[Natural language region descriptions]
+ + + +
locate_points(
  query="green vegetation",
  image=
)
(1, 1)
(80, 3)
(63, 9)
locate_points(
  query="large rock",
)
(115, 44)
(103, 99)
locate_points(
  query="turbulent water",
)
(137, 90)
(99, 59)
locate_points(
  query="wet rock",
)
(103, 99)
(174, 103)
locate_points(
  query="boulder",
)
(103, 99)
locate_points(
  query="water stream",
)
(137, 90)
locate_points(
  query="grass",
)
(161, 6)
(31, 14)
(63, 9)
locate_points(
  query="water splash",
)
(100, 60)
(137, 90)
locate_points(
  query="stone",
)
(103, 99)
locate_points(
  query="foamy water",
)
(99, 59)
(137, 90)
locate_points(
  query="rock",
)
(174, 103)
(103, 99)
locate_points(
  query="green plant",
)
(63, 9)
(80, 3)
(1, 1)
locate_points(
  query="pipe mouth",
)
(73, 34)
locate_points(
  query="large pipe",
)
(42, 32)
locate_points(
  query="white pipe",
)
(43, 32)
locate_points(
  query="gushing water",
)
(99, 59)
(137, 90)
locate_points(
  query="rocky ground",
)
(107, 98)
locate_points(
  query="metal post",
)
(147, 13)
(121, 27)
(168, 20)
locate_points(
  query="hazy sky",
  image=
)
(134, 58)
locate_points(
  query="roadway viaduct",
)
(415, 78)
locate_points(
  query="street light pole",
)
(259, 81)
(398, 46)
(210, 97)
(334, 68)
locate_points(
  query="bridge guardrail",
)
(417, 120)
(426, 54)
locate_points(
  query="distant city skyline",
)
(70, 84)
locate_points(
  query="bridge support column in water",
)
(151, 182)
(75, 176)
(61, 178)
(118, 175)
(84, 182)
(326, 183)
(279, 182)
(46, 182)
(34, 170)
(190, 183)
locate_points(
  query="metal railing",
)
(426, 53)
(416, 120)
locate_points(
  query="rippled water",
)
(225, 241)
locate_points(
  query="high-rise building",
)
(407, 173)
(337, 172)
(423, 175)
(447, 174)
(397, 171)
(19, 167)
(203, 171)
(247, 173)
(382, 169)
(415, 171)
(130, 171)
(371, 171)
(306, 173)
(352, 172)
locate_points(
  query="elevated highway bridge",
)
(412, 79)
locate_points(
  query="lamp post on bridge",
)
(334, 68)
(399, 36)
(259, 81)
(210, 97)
+ + + +
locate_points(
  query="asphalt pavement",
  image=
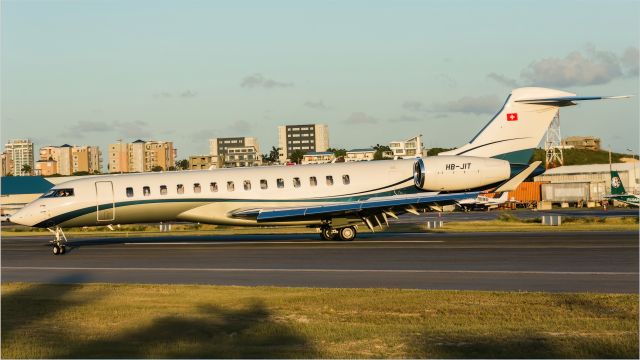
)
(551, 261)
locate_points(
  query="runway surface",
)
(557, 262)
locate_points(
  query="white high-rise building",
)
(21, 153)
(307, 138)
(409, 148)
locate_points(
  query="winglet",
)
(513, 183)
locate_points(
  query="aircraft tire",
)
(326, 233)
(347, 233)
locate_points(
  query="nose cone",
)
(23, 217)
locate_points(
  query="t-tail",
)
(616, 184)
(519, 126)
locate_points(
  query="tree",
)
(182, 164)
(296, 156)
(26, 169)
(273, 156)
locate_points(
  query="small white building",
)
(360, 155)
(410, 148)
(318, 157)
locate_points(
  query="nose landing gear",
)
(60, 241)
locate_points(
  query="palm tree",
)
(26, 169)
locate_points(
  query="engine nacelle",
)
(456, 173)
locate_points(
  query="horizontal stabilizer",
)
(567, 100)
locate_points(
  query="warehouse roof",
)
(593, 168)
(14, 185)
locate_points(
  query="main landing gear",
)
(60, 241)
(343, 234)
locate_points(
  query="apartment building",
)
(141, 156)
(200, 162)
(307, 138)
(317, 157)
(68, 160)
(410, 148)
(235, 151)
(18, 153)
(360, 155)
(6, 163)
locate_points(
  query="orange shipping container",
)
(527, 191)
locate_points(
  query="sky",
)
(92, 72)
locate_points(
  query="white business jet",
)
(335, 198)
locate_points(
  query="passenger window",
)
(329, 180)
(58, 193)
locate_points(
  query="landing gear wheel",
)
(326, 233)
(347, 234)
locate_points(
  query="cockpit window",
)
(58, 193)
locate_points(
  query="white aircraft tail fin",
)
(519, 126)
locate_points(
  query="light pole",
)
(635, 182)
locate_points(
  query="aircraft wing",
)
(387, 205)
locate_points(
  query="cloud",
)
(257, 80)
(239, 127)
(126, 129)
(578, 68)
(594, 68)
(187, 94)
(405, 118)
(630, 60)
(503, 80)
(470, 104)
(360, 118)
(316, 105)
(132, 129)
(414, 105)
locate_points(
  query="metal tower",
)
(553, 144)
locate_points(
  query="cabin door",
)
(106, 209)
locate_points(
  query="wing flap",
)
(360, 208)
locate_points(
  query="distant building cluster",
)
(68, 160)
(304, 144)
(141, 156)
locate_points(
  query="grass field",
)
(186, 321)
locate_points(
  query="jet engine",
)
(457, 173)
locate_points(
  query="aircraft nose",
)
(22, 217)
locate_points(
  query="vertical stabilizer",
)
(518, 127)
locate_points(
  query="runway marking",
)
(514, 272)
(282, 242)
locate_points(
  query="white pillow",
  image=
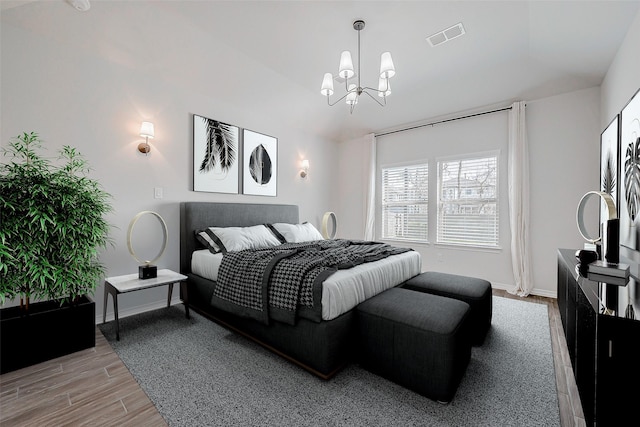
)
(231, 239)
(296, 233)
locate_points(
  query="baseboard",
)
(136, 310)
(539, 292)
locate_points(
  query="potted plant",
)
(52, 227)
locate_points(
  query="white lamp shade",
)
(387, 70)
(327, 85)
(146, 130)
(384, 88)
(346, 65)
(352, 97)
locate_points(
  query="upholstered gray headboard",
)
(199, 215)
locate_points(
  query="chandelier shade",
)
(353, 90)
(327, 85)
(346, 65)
+ + + +
-- What the task asks --
The lines you need are those with the word "tail"; list them from the entries.

-- Written response --
  query="t-tail",
  query="white aircraft tail fin",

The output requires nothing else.